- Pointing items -
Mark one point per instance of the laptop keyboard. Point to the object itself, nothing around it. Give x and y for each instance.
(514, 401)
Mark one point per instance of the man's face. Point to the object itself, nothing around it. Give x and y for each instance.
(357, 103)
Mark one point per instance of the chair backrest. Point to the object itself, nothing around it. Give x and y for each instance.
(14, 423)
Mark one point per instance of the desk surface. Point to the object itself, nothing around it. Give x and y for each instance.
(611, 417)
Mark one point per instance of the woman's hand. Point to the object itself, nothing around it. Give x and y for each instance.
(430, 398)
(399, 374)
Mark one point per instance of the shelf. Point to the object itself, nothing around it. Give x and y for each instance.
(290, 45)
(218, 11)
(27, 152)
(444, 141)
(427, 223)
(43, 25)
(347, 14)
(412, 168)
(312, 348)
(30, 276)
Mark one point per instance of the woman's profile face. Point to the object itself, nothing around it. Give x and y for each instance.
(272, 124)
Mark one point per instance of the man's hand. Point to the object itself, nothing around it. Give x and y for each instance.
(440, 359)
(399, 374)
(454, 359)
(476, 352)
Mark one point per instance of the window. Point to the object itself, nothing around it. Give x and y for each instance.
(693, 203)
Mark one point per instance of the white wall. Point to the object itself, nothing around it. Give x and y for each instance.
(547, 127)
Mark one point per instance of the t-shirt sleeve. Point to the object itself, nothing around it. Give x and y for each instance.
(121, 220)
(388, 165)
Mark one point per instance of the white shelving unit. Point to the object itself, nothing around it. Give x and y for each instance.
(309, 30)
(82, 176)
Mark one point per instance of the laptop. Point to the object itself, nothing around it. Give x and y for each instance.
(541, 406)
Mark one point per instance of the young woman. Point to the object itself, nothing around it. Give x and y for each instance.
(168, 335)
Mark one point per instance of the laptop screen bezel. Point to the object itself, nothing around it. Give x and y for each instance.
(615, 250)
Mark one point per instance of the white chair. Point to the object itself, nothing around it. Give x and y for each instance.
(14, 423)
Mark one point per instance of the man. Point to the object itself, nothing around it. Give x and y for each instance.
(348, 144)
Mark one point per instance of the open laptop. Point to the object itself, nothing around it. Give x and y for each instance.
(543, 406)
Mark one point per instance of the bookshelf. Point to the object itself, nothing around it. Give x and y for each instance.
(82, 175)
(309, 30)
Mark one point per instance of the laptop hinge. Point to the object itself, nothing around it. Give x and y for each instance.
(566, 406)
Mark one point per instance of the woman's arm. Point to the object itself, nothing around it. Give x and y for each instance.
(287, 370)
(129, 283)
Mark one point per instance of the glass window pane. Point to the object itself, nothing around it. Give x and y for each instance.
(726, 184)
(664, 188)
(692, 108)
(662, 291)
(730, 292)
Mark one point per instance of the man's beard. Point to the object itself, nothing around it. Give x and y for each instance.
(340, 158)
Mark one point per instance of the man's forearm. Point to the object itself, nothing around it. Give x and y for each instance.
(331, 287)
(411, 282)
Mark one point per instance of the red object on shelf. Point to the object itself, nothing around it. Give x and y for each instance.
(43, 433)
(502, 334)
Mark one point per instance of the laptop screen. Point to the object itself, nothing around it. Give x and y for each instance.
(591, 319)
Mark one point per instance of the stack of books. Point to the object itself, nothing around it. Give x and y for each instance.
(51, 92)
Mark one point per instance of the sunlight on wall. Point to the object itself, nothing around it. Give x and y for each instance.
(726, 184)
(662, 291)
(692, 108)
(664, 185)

- Written request -
Copy all of the items above word for word, line by line.

- The answer -
Mark one point per instance of the laptop keyboard. Point to the object itself, nothing around it. Give x and y for each instance.
(514, 401)
Mark one point per instance of the man's face. Point to the object itself, nothing around it. Give x and y for each instance.
(357, 103)
Mark one point per instance of the chair backrest. Point to the object itself, nothing around it. Give x and y for each instance.
(14, 423)
Mark one point per instance of the desk surface. Point to the object itself, nothing around it. Give x and y for each instance.
(611, 417)
Mark one point per instance of the woman's hand. Point to the object itself, nothing around it. Give x and y for each instance.
(430, 398)
(399, 374)
Mark one point per instance of the shelf. Point to the object itself, nothing around it. Give x and y for each instance.
(290, 45)
(218, 11)
(27, 152)
(444, 141)
(427, 223)
(43, 25)
(347, 14)
(412, 168)
(312, 348)
(30, 276)
Mark one point per instance of the woman's profile face. Point to the object itself, nothing around it. Give x and y for each instance.
(272, 124)
Mark one point per instance of the man's hand. Point to the object itself, nothing around it. Give x and y for each instance.
(440, 359)
(399, 374)
(454, 359)
(476, 352)
Mark one point per instance of the window. Point to the object itself, nothing around it. Give x and y for each instance.
(693, 203)
Mark one point per instance of the white wall. Point to the object itself, nothing around it. Give x and y for each instance.
(547, 127)
Mark one point per instance of the t-shirt sleeve. Point to the object itself, nothing around it. Give x and y for each instance.
(121, 220)
(388, 165)
Mark one point per instance of the white shelving unit. Point to the object itself, nothing around it. Give x and y for each instance.
(309, 30)
(82, 176)
Mark one point per instance of the laptop. Point to the object itself, nothing around it. Give x and y for each instance.
(541, 406)
Mark one point per instance of the young woman. Point to the object itself, nothing around it. Give x and y for each instance.
(168, 335)
Mark one point per instance of the laptop screen bezel. Point to the object itself, nothing around it. Give x and y for each instance.
(615, 250)
Mark one point per instance of the white chair. Point to the object itself, nothing around it. Give x and y for each instance.
(14, 423)
Mark one point per instance of the man. Point to the object itself, nothing around it. Give x and y for each instance.
(348, 144)
Mark one point per instance of the open laptop. Point to the object itself, nothing around it. Give x and y for each instance.
(543, 406)
Mark one point per instance of the bookshelf. Point to the object itself, nothing around it. Give x and y for each instance.
(82, 175)
(309, 30)
Mark one point per instance of the laptop hinge. Point to the object itself, nothing around it. Give x and y for each instance.
(566, 406)
Mark one point per instance of the woman's arm. Point to the object itself, nothing around it. Give x and y for each instance.
(287, 370)
(129, 283)
Mark one point per instance of the glass window pane. Point to the object itself, nothing around it. Give x and y for each instance.
(726, 184)
(664, 188)
(692, 108)
(662, 291)
(730, 292)
Mark one point per instance of the man's beard. Point to the object itself, nothing around it. Give x and y for each instance.
(340, 158)
Mark one point per instance of the man's forearm. Point to the object itself, nothing around it. Give x and y for each instance.
(331, 287)
(411, 282)
Mark one point per instance of the red object on shelf. Point to the object itself, nothing around it. Give x and y for each instance.
(43, 433)
(502, 334)
Mark one point per instance of the laptop screen. Point to the object itself, nothing around it. Give x and y for each instance.
(591, 319)
Mark one point per instance of the stack of books. Point to the object itself, nothing around it. Give x and y for each instance.
(51, 92)
Mark one point per instance of the sunlight on wall. Point to the object itself, nothing around it. Give x and y for each instance.
(726, 184)
(662, 291)
(692, 108)
(664, 185)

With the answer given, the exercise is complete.